* Begin Text shown *

Some of the older ratings who have served in the Atlantic and Mediterranean are not keen. They tell us that they have done their share and the Japanese should be left to the Americans. Tents and field equipment arrive. The Admiralty advise that sea transport is scheduled for July. Captain Surtees, ex-NAIRANA and Russian convoys, decides that there is time for a 'dry run'. Half the crew set off with tents and kit to set up camp a few miles away. Two days later we are back at 'FLYCATCHER' after the shortest working-up time ever. The Captain tells the Admiralty that training in the UK is complete and the Ship's Company is ready for despatch. Acknowledgement includes a firm sailing date in July.
The Captain clears lower deck and tells us we will soon be leaving for the Pacific where he intends that we will play an active part against the Japanese. He then says that we are all to be given 14 days embarkation leave and this is received with more enthusiasm.


At the end of June we are all back at 'FLYCATCHER' and left for Liverpool and our transport.  Our troop ship is the RMS 'MALOJA', 22000 tons, she was once a luxury liner. Cabins for the officers and hammocks for everyone else. A small RAF contingent on board protest and is ignored. The Navy accept it as normal. We leave on July 7th. The voyage out is routine until after we leave Colombo. On August 15th we receive two signals (now held at the FAA Museum at RNAS Yeovilton).

The first read:
'HM Government has announced that the Japanese have surrendered. All offensive operations are therefore to cease forthwith. Attacks by individual enemy units may continue for some time to come and defences should be maintained.'

The second read:
'Splice the Mainbrace'.


The Captain decides to celebrate by firing, for the first time, the 6 inch gun mounted on a platform aft. The gun fires and the platform split from side to side. The next day at 86 degrees east, we hold a 'Crossing the Line' ceremony.

Morale is mixed. The older HO ratings think we should turn around and go home. The younger ones think it is still an adventure. The regulars are indifferent.

* End Text shown *
* Begin Supplied material *

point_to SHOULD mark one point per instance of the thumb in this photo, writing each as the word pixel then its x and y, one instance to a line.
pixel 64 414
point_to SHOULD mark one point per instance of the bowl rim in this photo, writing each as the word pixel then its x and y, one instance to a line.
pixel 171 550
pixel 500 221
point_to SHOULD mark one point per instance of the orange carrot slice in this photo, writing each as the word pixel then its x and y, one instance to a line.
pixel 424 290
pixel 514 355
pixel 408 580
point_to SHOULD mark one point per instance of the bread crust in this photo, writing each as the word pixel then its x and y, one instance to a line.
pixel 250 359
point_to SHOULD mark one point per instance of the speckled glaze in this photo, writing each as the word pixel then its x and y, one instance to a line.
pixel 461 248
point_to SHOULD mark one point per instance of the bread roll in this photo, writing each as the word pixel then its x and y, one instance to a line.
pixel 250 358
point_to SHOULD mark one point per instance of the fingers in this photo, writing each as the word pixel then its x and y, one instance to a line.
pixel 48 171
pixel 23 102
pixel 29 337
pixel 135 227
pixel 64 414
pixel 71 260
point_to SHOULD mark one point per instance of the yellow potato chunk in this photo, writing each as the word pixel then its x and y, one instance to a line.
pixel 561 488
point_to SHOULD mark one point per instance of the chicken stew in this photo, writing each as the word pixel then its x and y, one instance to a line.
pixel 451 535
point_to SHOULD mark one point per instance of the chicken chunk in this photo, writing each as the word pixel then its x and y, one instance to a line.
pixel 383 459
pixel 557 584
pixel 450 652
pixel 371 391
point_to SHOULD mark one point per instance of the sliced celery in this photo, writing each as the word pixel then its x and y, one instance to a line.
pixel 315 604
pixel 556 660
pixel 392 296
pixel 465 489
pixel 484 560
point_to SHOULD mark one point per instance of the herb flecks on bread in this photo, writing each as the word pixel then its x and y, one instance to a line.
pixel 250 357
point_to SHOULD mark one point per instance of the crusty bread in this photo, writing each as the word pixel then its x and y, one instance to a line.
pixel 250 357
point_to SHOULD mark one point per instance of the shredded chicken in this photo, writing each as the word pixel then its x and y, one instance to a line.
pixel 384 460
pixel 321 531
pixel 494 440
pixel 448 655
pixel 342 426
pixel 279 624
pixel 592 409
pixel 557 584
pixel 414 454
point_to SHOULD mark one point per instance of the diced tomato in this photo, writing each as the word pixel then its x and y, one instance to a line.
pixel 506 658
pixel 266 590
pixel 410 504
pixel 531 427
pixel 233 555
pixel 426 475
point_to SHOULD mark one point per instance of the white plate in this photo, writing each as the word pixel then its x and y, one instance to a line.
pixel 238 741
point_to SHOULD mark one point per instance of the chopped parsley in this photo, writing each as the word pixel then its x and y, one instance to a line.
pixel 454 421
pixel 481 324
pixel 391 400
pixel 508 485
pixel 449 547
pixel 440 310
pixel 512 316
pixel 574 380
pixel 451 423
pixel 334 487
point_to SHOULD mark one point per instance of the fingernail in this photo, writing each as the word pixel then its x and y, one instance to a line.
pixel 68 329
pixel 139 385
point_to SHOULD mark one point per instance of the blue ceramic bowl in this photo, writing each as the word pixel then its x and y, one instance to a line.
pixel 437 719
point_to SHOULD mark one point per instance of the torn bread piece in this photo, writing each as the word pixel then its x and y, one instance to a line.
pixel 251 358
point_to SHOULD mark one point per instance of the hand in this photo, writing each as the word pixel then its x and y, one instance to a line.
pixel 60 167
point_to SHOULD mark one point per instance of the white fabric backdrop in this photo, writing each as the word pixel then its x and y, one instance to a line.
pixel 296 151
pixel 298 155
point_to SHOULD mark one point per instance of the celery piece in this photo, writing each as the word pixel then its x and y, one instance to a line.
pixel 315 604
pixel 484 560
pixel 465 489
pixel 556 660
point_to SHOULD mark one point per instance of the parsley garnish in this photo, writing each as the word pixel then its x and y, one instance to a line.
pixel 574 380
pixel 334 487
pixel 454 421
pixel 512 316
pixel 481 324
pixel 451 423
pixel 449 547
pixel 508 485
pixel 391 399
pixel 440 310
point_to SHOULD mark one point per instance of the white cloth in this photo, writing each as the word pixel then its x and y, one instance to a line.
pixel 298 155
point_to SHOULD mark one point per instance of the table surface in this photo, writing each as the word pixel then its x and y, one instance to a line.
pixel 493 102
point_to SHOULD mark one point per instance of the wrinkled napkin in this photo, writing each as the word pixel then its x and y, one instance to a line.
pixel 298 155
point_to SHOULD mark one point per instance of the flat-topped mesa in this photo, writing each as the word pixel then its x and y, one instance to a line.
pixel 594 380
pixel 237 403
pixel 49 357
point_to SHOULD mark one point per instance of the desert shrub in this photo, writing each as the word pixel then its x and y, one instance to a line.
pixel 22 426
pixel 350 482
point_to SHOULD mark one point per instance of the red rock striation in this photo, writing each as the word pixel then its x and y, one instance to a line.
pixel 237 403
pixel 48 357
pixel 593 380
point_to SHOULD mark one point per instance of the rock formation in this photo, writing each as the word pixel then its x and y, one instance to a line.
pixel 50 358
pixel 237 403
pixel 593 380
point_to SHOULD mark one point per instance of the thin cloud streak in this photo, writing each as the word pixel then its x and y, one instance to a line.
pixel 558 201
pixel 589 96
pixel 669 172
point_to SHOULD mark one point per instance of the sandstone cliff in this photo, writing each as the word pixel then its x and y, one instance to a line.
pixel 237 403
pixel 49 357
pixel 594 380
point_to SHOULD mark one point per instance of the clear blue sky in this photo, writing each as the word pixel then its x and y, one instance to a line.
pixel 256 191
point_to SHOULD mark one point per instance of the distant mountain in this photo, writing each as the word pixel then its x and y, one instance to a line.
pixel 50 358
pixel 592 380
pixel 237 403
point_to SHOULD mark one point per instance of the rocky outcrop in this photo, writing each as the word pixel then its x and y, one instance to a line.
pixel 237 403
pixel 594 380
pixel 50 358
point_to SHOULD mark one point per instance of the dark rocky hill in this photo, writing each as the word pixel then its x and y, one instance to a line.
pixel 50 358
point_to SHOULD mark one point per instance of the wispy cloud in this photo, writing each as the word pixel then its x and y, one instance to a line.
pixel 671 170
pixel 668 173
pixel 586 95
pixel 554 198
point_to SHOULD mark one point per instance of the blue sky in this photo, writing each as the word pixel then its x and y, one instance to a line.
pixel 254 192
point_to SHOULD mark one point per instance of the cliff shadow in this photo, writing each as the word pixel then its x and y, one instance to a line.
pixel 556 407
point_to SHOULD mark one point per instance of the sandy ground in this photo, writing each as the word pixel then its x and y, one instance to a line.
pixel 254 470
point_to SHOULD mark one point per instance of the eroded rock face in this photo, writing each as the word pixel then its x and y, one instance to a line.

* End Supplied material *

Exercises:
• A. According to the voyage account, what was the name of the troop ship?
• B. List each group of men whose mood is described in the final paragraph of the voyage account, with that group's view.
• C. Carry the voyage account forward from its last sentence.
The lines are not needed for any of this work.

Responses for each task:
• A. The RMS 'MALOJA'.

• B.
- Older HO ratings: they think the ship should turn around and go home.
- Younger ones: they think it is still an adventure.
- Regulars: they are indifferent.

• C.
On to Fremantle and our first proper run ashore. We find a pub with wooden swing doors and wooden floors like a Wild West saloon. We learn that beer comes in schooners, is very cold, is not very strong and that pubs open from 6am to 6pm. After two days we leave for Sydney.


Here we disembark and move a few miles out to Warwick Race Course. The highlight of Sydney is the Red Cross Club where steak and chips cost 4p and fresh pineapple and cream 2p. After five years of rationing this is the place to be. We have doubts after an invitation to stay on in the Club for a dance. We leave for our bus to meet a crowd of Australian solders who tell us loudly and physically to `leave our Sheila's alone'. No-one goes a second time.


Captain Surtees re-joins us. We are told that he has flown out from the UK in a stripped-down Lancaster bomber in the record time of 66 hours.


Leaving our tents at Warwick Race Course we board HMS 'SLINGER', an escort carrier, now part of the Fleet Train. We leave Sydney on September 9th. The `buzz' is that we are off to the Philippines where we are told that a Fleet is assembling for the invasion of Hong Kong on October 1st. This is the first time that we have been told of our destination and we are also told that the Japanese in Hong Kong have not yet surrendered.


We take on more stores at Brisbane and continue northwards. Shortly after we hear that the Japanese in Hong Kong surrendered on September 16th. In early October we arrive in Hong Kong after refuelling in Mindanao Bay in the Philippines. We start unloading in Kowloon but a few days later we are ordered to sea to avoid a typhoon. Only a skeleton crew is left ashore at Kai Tak airfield where the stores are being stacked. At sea we sail into the typhoon and have five very rough days at sea. A weary crew returns to Hong Kong and unloads the rest of the stores.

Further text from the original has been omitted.